Stored data entries:
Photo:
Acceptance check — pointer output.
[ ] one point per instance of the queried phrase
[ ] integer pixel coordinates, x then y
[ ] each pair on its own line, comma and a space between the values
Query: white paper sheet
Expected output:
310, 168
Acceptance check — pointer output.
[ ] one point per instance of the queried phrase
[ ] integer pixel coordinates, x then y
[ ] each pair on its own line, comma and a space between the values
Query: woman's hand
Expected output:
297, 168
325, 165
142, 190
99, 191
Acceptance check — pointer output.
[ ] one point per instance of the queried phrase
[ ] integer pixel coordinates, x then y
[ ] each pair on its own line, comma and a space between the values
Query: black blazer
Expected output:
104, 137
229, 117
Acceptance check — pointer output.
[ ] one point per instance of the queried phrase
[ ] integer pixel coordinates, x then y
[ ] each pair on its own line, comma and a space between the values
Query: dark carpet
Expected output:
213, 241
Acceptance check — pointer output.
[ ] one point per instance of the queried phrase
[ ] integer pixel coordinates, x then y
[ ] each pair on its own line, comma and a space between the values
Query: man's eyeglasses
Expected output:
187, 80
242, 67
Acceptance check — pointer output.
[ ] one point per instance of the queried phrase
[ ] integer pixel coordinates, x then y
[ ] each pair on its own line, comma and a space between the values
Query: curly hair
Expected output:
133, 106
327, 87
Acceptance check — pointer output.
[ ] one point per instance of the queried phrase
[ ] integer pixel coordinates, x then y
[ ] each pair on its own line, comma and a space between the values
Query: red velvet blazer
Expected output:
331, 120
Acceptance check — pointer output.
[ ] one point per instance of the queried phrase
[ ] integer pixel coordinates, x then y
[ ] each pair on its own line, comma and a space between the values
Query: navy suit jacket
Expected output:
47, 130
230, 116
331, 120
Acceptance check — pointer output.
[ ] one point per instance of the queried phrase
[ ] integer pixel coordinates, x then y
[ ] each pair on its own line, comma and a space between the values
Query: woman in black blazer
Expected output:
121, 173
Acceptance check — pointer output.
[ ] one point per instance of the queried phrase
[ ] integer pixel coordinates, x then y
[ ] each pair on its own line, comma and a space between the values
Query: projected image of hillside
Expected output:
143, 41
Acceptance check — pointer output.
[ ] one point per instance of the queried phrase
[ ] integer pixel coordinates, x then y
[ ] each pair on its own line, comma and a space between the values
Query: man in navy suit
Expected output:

Short problem – Pull out each line above that contains the string "Query", and copy those lines in full.

The reply –
Query: white paper sheet
Query: woman's hand
Query: black blazer
Query: dark carpet
Query: man's eyeglasses
Query: curly hair
Query: red velvet blazer
Query: navy suit jacket
Query: woman in black blazer
Query: projected image of hillside
Query: man in navy suit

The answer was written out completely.